### WHAT IS BEING ASKED
Where the word "instance" appears in a line below, copy the whole line.

### RECORDS PROVIDED
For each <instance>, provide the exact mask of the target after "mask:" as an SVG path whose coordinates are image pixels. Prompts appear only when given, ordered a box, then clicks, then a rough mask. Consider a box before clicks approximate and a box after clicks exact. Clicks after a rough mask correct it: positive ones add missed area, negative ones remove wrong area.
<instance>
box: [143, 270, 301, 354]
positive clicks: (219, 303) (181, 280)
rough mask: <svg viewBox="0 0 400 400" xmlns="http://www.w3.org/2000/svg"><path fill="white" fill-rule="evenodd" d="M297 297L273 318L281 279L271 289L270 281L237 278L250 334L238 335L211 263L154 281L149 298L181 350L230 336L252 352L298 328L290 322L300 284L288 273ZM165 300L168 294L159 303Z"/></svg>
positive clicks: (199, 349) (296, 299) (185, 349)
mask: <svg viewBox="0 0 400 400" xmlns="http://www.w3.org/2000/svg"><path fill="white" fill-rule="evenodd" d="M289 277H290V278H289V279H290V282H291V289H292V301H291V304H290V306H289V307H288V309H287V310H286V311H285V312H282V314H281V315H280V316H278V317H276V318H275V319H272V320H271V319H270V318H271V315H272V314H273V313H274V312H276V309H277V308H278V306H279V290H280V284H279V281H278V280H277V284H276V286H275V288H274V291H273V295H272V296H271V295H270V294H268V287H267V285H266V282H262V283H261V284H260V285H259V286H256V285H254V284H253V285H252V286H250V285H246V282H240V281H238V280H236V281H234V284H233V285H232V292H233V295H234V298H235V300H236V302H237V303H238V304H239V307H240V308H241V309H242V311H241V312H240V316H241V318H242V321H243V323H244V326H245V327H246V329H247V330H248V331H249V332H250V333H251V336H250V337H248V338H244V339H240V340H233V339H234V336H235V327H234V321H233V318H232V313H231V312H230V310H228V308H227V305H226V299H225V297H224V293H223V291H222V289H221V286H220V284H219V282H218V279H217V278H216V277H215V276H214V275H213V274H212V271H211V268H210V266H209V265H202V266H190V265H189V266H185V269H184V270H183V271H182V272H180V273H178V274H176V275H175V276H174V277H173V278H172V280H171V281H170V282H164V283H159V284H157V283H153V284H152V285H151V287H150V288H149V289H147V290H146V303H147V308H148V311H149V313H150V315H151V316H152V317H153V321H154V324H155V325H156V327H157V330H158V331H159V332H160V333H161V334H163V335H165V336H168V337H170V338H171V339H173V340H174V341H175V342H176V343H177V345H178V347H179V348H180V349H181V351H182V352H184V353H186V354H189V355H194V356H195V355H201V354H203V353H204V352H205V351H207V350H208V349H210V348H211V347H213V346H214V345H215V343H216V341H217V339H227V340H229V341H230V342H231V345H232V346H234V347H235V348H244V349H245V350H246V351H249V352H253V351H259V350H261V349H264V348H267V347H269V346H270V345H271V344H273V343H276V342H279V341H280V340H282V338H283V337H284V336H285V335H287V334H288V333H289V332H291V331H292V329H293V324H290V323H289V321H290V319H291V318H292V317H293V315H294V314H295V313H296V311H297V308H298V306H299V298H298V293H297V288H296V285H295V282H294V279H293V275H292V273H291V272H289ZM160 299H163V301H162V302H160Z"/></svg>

### TASK OUTPUT
For each <instance>, provide the exact mask of the target after "mask:" as an SVG path whose coordinates are image pixels. Prompts appear only when given, ordered a box, then clicks, then a rough mask. Consider a box before clicks approximate and a box after clicks exact. Clicks after a rough mask correct it: positive ones add missed area, negative ones remove wrong area.
<instance>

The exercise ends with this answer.